YOUR TASK » Give back every line of the data below exactly.

DATASET CONTENT »
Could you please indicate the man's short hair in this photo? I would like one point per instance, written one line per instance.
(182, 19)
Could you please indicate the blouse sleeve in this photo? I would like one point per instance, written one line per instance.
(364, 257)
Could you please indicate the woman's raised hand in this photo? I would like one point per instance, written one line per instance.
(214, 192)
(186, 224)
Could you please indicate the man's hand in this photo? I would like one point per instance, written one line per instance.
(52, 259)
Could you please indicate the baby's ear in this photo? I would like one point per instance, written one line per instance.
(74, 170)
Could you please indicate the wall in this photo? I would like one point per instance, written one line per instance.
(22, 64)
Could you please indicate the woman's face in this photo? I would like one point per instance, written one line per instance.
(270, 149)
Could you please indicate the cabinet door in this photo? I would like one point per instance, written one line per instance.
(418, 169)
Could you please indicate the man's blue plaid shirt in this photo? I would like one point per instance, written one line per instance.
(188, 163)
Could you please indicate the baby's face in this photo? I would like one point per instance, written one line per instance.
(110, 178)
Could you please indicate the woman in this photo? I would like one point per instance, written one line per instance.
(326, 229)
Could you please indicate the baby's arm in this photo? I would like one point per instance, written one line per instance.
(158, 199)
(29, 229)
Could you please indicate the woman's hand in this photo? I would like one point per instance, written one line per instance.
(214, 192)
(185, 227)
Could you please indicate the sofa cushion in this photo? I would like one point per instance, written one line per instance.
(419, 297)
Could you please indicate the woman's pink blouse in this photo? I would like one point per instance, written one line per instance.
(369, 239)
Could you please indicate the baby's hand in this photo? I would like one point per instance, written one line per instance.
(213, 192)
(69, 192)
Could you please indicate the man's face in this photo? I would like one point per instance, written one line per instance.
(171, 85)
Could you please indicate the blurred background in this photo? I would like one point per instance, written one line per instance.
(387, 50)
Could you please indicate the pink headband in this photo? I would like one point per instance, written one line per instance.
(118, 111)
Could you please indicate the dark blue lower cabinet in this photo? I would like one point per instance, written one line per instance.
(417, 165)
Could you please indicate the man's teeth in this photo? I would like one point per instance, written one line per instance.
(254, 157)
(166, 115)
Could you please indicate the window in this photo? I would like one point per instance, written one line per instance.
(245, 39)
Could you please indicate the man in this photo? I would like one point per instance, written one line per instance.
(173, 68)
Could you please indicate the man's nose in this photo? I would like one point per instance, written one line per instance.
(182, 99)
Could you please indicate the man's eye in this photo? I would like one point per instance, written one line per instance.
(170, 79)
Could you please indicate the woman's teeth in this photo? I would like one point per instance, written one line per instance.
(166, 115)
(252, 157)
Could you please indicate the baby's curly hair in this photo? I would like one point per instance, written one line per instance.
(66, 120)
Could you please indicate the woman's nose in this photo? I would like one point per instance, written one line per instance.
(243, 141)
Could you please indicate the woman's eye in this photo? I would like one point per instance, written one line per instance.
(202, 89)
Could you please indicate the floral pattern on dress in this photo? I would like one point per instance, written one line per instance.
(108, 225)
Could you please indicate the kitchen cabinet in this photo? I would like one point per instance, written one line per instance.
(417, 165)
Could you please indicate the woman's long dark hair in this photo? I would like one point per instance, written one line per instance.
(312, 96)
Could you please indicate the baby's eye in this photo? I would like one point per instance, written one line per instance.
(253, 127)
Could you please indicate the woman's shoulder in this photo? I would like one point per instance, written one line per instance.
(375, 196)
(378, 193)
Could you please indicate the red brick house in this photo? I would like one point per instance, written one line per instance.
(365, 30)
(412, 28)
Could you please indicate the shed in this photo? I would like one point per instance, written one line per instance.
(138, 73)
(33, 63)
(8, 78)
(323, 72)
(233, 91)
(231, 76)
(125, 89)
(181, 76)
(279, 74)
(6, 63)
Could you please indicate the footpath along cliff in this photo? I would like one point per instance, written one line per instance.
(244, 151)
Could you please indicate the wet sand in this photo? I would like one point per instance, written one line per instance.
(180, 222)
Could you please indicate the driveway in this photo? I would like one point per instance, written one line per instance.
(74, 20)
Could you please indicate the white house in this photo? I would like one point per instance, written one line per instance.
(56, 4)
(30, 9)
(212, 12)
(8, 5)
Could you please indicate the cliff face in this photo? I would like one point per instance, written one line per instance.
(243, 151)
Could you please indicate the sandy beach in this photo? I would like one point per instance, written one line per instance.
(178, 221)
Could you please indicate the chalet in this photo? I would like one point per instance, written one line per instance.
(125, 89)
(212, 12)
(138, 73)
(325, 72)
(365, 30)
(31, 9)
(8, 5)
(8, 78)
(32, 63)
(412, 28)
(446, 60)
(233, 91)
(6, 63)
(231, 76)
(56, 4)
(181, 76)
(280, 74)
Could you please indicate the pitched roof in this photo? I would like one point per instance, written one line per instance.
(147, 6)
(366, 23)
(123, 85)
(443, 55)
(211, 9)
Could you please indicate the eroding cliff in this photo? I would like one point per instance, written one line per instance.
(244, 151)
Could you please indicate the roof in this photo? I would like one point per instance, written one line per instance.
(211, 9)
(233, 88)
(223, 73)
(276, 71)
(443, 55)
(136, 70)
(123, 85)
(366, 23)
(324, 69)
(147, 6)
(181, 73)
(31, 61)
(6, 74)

ANSWER BOX »
Could you please indicate the man's short hair in this photo? I would like one point per instance, written one line per instance.
(182, 19)
Could you please indicate the blouse sleeve in this photo? I would like one point per instance, written one line per instance.
(364, 257)
Could you please indicate the woman's raised hand in this photo? I would like one point per instance, written one line per instance.
(214, 192)
(186, 224)
Could you please indicate the man's hand in this photo? I would like one point per instance, written one line per instance.
(52, 259)
Could you please indicate the baby's ear in this photo? I would like one point per instance, written one line per instance.
(74, 170)
Could you please indicate the wall in this photo? I would like one point per instance, written one line per instance.
(22, 64)
Could you please indicate the woman's face in this photo? I would like one point per instance, written one line per instance.
(270, 149)
Could you please indicate the cabinet door in this photo? I would like one point per instance, written one line per instance.
(418, 169)
Could you please indicate the man's blue plaid shirt in this photo? I would like one point per instance, written one line per instance.
(188, 163)
Could you please indicate the baby's face in this photo? I would like one point per instance, written one line per instance.
(110, 178)
Could you please indicate the woman in this photo? I would like one point per instance, written one line per instance.
(326, 229)
Could you please indicate the baby's arm in this photo? I would like one point per instance, written one line per instance.
(158, 199)
(29, 229)
Could you please indicate the woman's hand in this photo? I would like one point per instance, written one line per instance.
(214, 192)
(185, 227)
Could you please indicate the sofa cushion in this photo? I would like one point per instance, written one line per instance.
(419, 297)
Could you please indicate the woman's pink blouse in this photo? I would like one point per instance, written one line per instance.
(369, 239)
Could you please indicate the baby's hand in this photo? I would like one point per instance, written one line per instance.
(213, 192)
(69, 192)
Could you please indicate the man's face in this photo? I would like one point per instance, written one line per instance.
(171, 85)
Could you please indicate the blurred background in this photo? I would like one point per instance, written one line per instance.
(387, 50)
Could you please indicate the pink headband in this photo? I would like one point per instance, written one line per instance.
(118, 111)
Could you please indicate the dark blue lower cabinet in this photo? I would like one point per instance, written one line per instance.
(417, 165)
Could you please indicate the man's teeth in this photo? I would like one point per instance, written one line per instance.
(254, 157)
(166, 115)
Could you please indicate the window in this photo? I would like one point per instance, written one line per instance.
(245, 39)
Could you please indicate the man in this photo? I would like one point per instance, written one line per instance.
(173, 68)
Could you please indicate the man's nose in this photo? I would like one point per instance, written one line per instance.
(182, 99)
Could you please indicate the man's eye in this photo? I would like one point per instance, written one line per instance.
(170, 79)
Could you please indicate the woman's teeth in this photo? I would like one point per instance, written one line per instance.
(166, 115)
(252, 157)
Could you please indicate the baby's curly hair in this photo? I would like one point per instance, written one line per instance.
(66, 120)
Could you please indicate the woman's nose in this photo? I would like one point per instance, written one line per instance.
(243, 141)
Could you please indicate the woman's eye in this photo? I would like one point per instance, written one line per instance.
(202, 89)
Could you please indicate the floral pattern on dress in this photo? I would like one point per instance, written one line per instance.
(108, 225)
Could you please indicate the kitchen cabinet in this photo? I would like one point per instance, written one line per instance.
(417, 165)
Could you please indicate the woman's long dark hair in this photo? I would like one point per instance, written one line per instance.
(312, 96)
Could you please indicate the baby's eye in this photo? I would like one point per instance, written one line per instance.
(253, 127)
Could you please indicate the woman's shoulder in this photo? I would like one point per instance, written one line per instance.
(375, 196)
(378, 193)
Could you please indicate the red brick house in this photo? I would like one point per instance, written one line per instance.
(365, 30)
(412, 28)
Could you please indicate the shed in this photo? I would like one point per instance, written one line per instance.
(138, 73)
(33, 63)
(8, 78)
(323, 72)
(233, 91)
(231, 76)
(125, 89)
(181, 76)
(279, 74)
(6, 63)
Could you please indicate the footpath along cliff in this photo? I would like one point per instance, written one line per instance.
(244, 151)
Could you please indicate the wet sand in this photo? I would like one point per instance, written one line per instance.
(180, 222)
Could you please indicate the driveway in this photo? I would like one point per instance, written one line per instance.
(74, 20)
Could you please indicate the white house in this photo? I would like one point per instance, written one line per instance.
(56, 4)
(30, 9)
(212, 12)
(8, 5)
Could you please indicate the cliff face in this photo? I would like one point per instance, written one line per instance.
(243, 151)
Could you please indicate the sandy beach in this photo? I would like one point per instance, written one line per instance.
(178, 221)
Could you please indicate the chalet in this photo? I would like one point per instance, written one line per instance.
(125, 89)
(212, 12)
(138, 73)
(325, 72)
(365, 30)
(31, 9)
(8, 5)
(8, 78)
(32, 63)
(412, 28)
(446, 60)
(233, 91)
(6, 63)
(231, 76)
(56, 4)
(181, 76)
(280, 74)
Could you please indicate the pitched roof in this photo? I would like one point per instance, written one line per instance.
(147, 6)
(366, 23)
(123, 85)
(443, 55)
(211, 9)
Could you please indicate the eroding cliff in this photo? I would like one point per instance, written one line per instance.
(244, 151)
Could you please indicate the roof in this photo? I would like one point per instance, written one line per instance.
(211, 9)
(233, 88)
(223, 73)
(276, 71)
(443, 55)
(136, 70)
(123, 85)
(366, 23)
(324, 69)
(147, 6)
(181, 73)
(31, 61)
(6, 74)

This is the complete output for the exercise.